■ Source
Le torchon brûle entre anciens locataires et propriétaires

Les locataires lancent un appel à manifester, demain à 17h à Hamra, en direction du palais présidentiel.

Le bras de fer entre propriétaires et anciens locataires se poursuit. Archives AFP

Moins d'une semaine après l'amendement par le Parlement de la loi sur les anciens loyers, et alors que la publication du texte définitif se fait attendre, le torchon brûle entre anciens locataires et propriétaires. Malgré l'assouplissement de la loi en faveur des anciens locataires, ces derniers rejettent le texte et dénoncent ouvertement cette loi qui les met à la rue et détruit le tissu social des quartiers traditionnels. Ils lancent même un appel à l'escalade et à manifester demain, jeudi, à 17 heures, à Hamra, devant les magasins Red Shoe.

De leur côté, les propriétaires se disent soucieux de clore le débat et de faire appliquer la loi au plus vite. Invitant l'État à assumer le plus rapidement les anciens locataires âgés et défavorisés, ils réclament la publication du nombre exact d'anciens locataires démunis. Ils appellent surtout les comités de défense des droits des anciens locataires à cesser de faire de la surenchère.
« Cette loi est un massacre. Ses intentions sont claires à l'encontre de la population : vider les quartiers traditionnels, créer un Solidere II, pour garder dans les villes la classe riche et les ressortissants du Golfe. »

Antoine Karam, architecte de formation et membre du Comité de défense des droits des anciens locataires arrive à grand-peine à contenir sa colère contre « l'État qui ne prend pas en compte les personnes âgées et les retraités, mais se contente de leur donner un sursis de 12 ans avant de mourir ».

 

(Lire aussi : Le Parlement se prononce pour un assouplissement en faveur des anciens locataires)

 

Disséquant les amendements adoptés par le Parlement, il rejette l'estimation de la valeur locative d'un logement à 4 % de sa valeur immobilière, et réclame que la valeur locative ne dépasse pas 1,5 % du coût de l'appartement. De la sorte, l'État n'aura pas à financer de fonds d'entraide, sauf pour les plus pauvres. « Est-ce aussi facile que cela pour une famille de la classe moyenne qui vit dans un appartement estimé à 300 000 dollars de payer un loyer de 1 000 dollars par mois, vu la cherté de vie ? » demande-t-il à ce propos.

M. Karam rejette également les changements concernant les bénéficiaires du fonds de solidarité. « Le fonds de solidarité comptabilisera les revenus de tous les habitants d'un même logement. Cela poussera donc les personnes âgées retraitées à renvoyer de chez eux leurs enfants qui travaillent, afin de bénéficier du fonds d'entraide », déplore-t-il, estimant que 180 000 familles seront lésées par la loi sur la libéralisation des loyers.
C'est dans ce cadre qu'il implore le président de la République, Michel Aoun, de renvoyer le texte de loi au Parlement, et fait part de l'intention des locataires de marcher, demain jeudi, depuis Hamra jusqu'au palais présidentiel.

■ Consigne écrite A
Restituez sans rien modifier les lignes du listing qui vont de celle contenant « task | place a point on the purple » à celle contenant « x=550, y=552 », ces deux lignes comprises.

Lignes de données sur l'emplacement des objets
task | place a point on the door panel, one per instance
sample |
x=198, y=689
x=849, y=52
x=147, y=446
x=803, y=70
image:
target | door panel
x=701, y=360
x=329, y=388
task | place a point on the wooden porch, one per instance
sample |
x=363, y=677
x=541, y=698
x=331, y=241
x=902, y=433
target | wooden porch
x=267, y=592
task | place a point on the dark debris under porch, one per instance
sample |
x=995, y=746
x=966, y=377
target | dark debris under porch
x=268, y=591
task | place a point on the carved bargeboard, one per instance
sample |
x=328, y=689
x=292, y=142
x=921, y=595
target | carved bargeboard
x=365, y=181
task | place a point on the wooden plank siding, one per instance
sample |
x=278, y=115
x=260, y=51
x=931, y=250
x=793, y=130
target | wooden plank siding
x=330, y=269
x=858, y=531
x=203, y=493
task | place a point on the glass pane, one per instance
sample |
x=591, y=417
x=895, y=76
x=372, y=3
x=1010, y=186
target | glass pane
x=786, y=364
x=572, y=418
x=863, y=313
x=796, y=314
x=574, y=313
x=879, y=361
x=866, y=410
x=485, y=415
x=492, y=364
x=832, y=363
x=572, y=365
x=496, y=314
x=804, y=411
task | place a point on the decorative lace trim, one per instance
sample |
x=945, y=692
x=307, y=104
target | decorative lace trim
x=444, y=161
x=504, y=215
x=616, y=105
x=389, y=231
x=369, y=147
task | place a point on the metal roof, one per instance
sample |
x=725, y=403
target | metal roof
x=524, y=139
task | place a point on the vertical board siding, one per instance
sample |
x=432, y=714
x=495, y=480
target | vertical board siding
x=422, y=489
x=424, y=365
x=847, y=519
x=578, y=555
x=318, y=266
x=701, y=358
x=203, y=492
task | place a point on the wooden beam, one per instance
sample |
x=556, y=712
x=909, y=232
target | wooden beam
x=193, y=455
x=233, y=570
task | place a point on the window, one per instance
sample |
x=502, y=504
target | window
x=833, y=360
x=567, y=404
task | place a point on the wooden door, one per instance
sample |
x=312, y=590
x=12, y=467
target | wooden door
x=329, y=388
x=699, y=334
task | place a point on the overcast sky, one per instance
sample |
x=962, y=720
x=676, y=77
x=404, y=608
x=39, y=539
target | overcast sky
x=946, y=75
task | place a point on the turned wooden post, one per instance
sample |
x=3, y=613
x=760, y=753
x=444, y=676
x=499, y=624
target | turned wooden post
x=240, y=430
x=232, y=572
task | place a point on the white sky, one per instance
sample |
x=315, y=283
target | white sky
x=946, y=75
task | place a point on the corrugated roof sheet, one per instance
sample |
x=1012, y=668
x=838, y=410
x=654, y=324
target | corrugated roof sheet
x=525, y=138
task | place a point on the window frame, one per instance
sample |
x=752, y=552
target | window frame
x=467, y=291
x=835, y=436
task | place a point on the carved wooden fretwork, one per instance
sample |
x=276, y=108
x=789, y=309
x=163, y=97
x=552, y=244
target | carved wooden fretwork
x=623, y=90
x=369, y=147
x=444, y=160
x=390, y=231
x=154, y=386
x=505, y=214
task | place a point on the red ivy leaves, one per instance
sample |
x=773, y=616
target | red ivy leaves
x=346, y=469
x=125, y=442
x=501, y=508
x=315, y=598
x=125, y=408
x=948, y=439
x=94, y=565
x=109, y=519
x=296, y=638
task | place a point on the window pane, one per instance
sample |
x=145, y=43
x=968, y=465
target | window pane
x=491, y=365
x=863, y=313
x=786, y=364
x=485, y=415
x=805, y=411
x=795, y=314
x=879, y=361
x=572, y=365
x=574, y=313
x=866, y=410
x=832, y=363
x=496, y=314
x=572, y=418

---

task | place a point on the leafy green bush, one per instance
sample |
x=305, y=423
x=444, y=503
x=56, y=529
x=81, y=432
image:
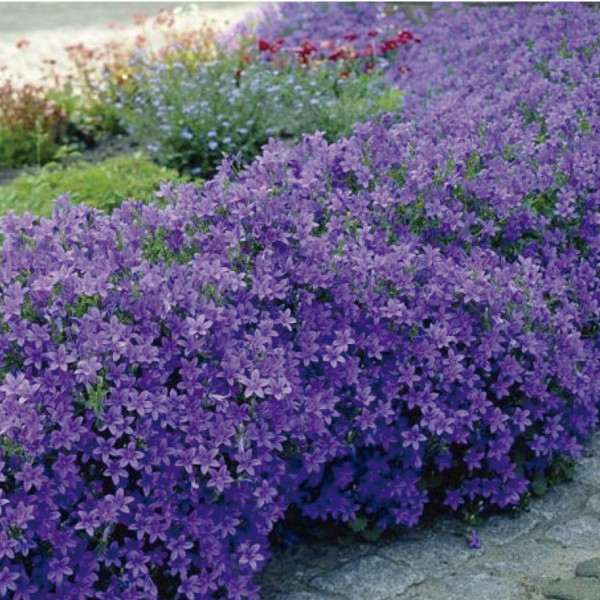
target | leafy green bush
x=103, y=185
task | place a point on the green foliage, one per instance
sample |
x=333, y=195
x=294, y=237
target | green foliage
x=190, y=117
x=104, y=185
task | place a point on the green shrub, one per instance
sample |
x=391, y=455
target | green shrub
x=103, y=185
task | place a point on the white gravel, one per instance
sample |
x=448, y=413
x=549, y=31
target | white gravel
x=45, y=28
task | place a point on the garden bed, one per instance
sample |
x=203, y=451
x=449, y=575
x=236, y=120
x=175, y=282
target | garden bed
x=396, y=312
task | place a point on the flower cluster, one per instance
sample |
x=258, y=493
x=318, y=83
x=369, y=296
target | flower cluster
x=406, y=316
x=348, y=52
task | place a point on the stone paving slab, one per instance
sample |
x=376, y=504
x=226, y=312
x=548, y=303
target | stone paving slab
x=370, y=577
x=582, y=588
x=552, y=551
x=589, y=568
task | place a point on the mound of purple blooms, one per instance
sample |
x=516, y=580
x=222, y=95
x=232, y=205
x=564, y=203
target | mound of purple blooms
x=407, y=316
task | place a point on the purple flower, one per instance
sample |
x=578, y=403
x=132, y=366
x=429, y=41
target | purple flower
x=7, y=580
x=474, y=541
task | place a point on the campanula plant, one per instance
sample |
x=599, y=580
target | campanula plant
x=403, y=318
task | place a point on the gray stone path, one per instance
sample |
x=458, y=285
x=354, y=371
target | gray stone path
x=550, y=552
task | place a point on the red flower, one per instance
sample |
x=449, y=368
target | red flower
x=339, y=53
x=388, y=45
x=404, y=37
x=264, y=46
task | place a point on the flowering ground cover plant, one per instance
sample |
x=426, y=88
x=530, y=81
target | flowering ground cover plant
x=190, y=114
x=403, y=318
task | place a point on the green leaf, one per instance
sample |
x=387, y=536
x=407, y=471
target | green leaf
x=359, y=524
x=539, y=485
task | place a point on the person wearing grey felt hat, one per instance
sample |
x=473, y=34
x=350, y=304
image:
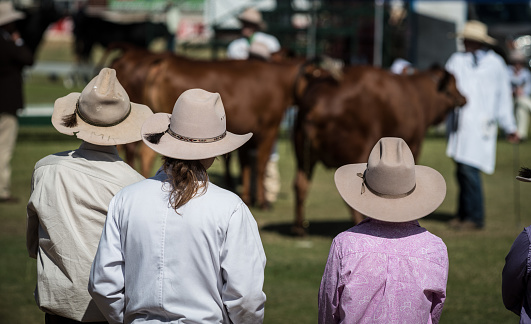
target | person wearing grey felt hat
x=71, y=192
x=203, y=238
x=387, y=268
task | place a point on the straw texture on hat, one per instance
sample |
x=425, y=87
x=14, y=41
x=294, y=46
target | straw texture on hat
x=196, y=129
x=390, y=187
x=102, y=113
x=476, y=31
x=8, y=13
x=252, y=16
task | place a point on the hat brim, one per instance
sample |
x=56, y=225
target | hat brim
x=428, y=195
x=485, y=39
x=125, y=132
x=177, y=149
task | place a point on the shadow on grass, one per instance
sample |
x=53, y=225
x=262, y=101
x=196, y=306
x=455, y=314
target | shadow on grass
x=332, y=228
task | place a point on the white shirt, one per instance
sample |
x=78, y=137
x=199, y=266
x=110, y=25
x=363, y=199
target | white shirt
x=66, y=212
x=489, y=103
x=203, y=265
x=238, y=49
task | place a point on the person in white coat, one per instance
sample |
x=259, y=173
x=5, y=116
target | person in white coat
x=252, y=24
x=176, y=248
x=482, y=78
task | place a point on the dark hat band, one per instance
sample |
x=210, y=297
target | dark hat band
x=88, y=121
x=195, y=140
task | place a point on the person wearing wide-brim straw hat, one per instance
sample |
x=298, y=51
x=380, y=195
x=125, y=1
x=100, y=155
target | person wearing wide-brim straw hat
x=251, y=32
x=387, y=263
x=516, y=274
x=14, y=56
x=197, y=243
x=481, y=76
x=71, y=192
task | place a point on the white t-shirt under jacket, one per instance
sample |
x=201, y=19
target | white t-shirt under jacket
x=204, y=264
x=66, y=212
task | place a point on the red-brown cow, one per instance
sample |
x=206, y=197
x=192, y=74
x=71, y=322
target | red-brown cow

■ Consigne écrite B
D'après l'article, quel plafond Antoine Karam réclame-t-il pour la valeur locative d'un logement ?

■ Réponse attendue A
task | place a point on the purple flower, one per instance
sample |
x=578, y=403
x=132, y=366
x=429, y=41
target | purple flower
x=7, y=580
x=474, y=541
task | place a point on the campanula plant, one per instance
sample |
x=599, y=580
target | campanula plant
x=403, y=318
task | place a point on the gray stone path, one per instance
sample |
x=458, y=285
x=354, y=371
target | gray stone path
x=550, y=552

■ Réponse attendue B
Il réclame qu'elle ne dépasse pas 1,5 % du coût de l'appartement.